[Labeled-object pointing entries]
* * *

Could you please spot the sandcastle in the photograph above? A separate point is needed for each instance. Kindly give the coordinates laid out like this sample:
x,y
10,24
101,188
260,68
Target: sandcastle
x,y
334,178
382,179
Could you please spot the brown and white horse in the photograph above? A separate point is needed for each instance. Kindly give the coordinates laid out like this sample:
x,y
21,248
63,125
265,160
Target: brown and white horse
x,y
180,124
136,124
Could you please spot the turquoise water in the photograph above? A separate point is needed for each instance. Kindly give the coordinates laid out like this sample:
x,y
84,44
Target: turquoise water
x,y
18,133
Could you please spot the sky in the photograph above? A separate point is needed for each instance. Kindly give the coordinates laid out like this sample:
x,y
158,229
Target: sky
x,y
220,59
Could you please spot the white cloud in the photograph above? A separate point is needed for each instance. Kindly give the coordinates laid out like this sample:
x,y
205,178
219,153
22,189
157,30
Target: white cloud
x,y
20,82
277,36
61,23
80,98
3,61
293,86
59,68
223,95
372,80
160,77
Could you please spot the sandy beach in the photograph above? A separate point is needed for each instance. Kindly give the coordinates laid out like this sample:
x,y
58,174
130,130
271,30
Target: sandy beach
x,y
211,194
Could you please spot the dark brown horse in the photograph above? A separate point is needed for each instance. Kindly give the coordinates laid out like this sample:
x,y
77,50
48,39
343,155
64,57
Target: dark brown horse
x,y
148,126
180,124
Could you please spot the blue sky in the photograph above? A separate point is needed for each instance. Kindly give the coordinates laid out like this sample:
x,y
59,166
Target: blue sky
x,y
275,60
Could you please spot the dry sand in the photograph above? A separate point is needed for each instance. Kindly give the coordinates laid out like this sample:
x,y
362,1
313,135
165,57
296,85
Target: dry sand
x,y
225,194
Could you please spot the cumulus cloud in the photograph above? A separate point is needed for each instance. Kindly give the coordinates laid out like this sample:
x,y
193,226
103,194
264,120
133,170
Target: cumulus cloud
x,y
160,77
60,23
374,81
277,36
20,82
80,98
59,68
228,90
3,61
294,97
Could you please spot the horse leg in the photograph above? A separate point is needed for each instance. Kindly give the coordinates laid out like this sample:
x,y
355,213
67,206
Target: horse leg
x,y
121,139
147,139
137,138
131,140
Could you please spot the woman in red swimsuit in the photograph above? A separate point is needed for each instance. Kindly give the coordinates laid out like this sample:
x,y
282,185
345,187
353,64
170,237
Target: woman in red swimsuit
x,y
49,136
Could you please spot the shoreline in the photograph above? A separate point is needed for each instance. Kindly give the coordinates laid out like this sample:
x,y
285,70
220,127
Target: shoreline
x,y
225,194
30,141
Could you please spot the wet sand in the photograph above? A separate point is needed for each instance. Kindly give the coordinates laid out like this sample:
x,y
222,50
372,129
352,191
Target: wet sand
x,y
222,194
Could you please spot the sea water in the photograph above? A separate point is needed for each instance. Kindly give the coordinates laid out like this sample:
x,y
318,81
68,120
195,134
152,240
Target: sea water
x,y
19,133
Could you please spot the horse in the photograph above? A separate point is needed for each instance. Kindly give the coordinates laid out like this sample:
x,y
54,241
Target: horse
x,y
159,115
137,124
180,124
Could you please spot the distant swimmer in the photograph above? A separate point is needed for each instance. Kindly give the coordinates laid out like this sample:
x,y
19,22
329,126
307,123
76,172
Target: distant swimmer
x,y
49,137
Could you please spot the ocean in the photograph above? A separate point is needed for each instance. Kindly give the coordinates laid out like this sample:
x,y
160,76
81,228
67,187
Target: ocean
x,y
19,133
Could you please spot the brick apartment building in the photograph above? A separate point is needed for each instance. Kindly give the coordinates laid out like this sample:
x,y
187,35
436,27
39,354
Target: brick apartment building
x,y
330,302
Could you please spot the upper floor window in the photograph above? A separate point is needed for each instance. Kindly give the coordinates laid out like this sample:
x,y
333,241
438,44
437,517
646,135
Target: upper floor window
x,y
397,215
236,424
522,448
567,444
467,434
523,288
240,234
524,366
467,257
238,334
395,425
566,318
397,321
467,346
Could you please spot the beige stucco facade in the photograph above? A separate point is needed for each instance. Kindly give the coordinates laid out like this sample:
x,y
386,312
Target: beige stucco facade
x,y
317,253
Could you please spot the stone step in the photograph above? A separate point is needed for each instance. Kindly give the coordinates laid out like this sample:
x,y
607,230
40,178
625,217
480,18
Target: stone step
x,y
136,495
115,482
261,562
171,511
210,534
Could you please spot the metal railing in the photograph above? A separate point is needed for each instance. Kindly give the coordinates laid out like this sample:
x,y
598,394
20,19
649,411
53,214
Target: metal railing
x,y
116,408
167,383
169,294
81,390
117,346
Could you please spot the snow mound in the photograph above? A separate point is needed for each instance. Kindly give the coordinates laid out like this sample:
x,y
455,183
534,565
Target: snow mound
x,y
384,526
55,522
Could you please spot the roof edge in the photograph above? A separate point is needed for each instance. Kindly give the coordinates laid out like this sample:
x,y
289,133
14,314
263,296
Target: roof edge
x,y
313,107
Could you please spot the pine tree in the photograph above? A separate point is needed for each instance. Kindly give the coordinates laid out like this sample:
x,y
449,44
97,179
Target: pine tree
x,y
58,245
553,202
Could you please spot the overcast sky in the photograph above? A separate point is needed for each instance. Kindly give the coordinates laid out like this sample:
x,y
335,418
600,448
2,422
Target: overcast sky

* * *

_Problem statement:_ Reproduce all of the material above word for word.

_Answer in full:_
Could you please spot the sandcastle in the photograph above? A separate point is needed for each instance. Kindly give the coordinates laid out like this sample:
x,y
10,24
101,188
260,68
Target: sandcastle
x,y
334,178
382,179
Could you please spot the brown and white horse in the photograph above? A separate point is needed for each instance. Kindly give the coordinates laid out like this sample:
x,y
21,248
63,125
265,160
Target: brown and white horse
x,y
180,124
136,124
Could you please spot the turquoise water in the photograph above? A separate point is needed for each instance. Kindly give the coordinates laid out like this sample:
x,y
84,44
Target: turquoise water
x,y
18,133
Could you please spot the sky in the photograph above? A separate point is needed for each instance. Kindly give the coordinates laid out like this sample:
x,y
158,229
Target: sky
x,y
220,59
Could you please spot the white cloud in the photograph above? A separate point is needed for each instance. Kindly give the coordinates laid out like this sample:
x,y
205,178
219,153
22,189
157,30
Target: white cloud
x,y
20,82
277,36
61,23
80,98
3,61
293,86
59,68
223,95
372,80
160,77
Could you please spot the sandy beach in the photograph above? A separate point is needed for each instance. Kindly give the coordinates laid out like this sample:
x,y
58,174
130,130
271,30
Target: sandy beach
x,y
211,194
Could you please spot the dark brown horse in the photograph above? A separate point is needed for each instance. Kindly give the coordinates laid out like this sample:
x,y
77,50
48,39
343,155
64,57
Target: dark brown horse
x,y
148,126
180,124
Could you please spot the blue sky in the photograph above? A separate point is needed for each instance. Kindly give the coordinates laid out like this sample:
x,y
59,166
Target: blue sky
x,y
275,60
Could you please spot the dry sand in the photograph above? A separate point is needed for each instance. Kindly give the coordinates laid out like this sample:
x,y
362,1
313,135
165,57
296,85
Target: dry sand
x,y
225,194
Could you please spot the cumulus cloud in the photograph above? A separate point is needed for each instance. Kindly give the coordinates laid out like this sample:
x,y
193,226
103,194
264,120
133,170
Target: cumulus cloud
x,y
160,77
60,23
374,81
277,36
20,82
80,98
59,68
228,90
3,61
294,97
Could you please spot the horse leg in the photograph above? A separate point is needed for each instance. Kindly give the coordinates laid out like this sample:
x,y
355,213
67,206
Target: horse leg
x,y
121,139
147,139
137,138
131,140
Could you please spot the woman in red swimsuit in the photograph above? A separate point is needed for each instance. Kindly give the coordinates laid out like this sample:
x,y
282,185
345,187
353,64
170,237
Target: woman in red swimsuit
x,y
49,136
Could you please spot the shoreline in the photograph above? A separate point is needed for each instance. Kindly give the coordinates laid out like this sample:
x,y
285,70
220,127
Target: shoreline
x,y
225,194
30,141
Could you please spot the wet sand in the photograph above? A separate point is needed for each instance. Kindly give the coordinates laid out like this sample:
x,y
222,50
372,129
352,191
Target: wet sand
x,y
222,194
Could you please spot the sea water in the photograph above? A separate point is needed for each instance. Kindly give the coordinates laid out like this sample:
x,y
318,81
68,120
195,134
152,240
Target: sea water
x,y
19,133
Could you please spot the horse in the photograph above? A separate point is needed for each instance. Kindly give the coordinates laid out like this sample:
x,y
54,241
Target: horse
x,y
159,115
137,124
180,124
Could you please spot the distant swimmer in the photograph above? A separate point is needed for each instance. Kindly give the coordinates laid out like this sample:
x,y
19,22
329,126
307,123
76,172
Target: distant swimmer
x,y
49,137
Could you please spot the ocean in the photograph above? A separate point is needed for each instance. Kindly give the coordinates laid out like this sample:
x,y
160,76
81,228
67,187
Target: ocean
x,y
19,133
Could you please spot the brick apartment building in the photograph above? A separate point is needed for each instance. Kindly give the coordinates laid out like this sample:
x,y
187,35
436,27
39,354
Target: brick apartment building
x,y
330,302
Could you please spot the upper floor window in the photograph above? A separate point is needed for each instance. Kindly give the coordinates laid out like this sample:
x,y
333,241
438,44
437,517
646,135
Target: upper floor window
x,y
397,215
236,424
522,448
567,444
467,434
523,288
240,234
524,366
467,257
238,334
395,425
566,318
397,321
467,346
Could you please spot the beige stucco facade in the photograph above? A separate point is needed for each instance. Kindly give the coordinates laid out like this sample:
x,y
386,312
Target: beige stucco facade
x,y
317,253
Could you please spot the stone step in the photograph above? A separate point is needed for each instance. Kindly give the coordinates laid out like this sample:
x,y
607,230
40,178
625,217
480,18
Target: stone step
x,y
136,495
115,482
261,562
171,511
210,534
Could you please spot the metal railing in the photograph above? A separate point is needed for each instance. Kindly give the coordinates laid out like this sample:
x,y
598,394
20,19
649,411
53,214
Target: metal railing
x,y
116,408
167,383
169,294
81,390
117,346
Could you please spot the snow mound in the photograph above? A separate point is needed for each instance. Kindly give the coordinates laid out like this sample:
x,y
455,183
534,565
Target: snow mound
x,y
384,526
55,522
Could you please spot the roof edge in the photograph above? A separate point is needed for each instance. Kindly give the coordinates laid out like this sample:
x,y
289,133
14,314
263,296
Target: roof edge
x,y
313,107
Could you please spot the pine tree in the photograph above? A separate point is needed for each instance. Kindly give the coordinates laid out like this sample:
x,y
449,44
97,179
Target: pine tree
x,y
58,245
553,202
Could you please spot the overcast sky in the photograph above? A separate point is needed for each instance. Kindly give the coordinates laid out like this sample:
x,y
335,418
600,448
2,422
Target: overcast sky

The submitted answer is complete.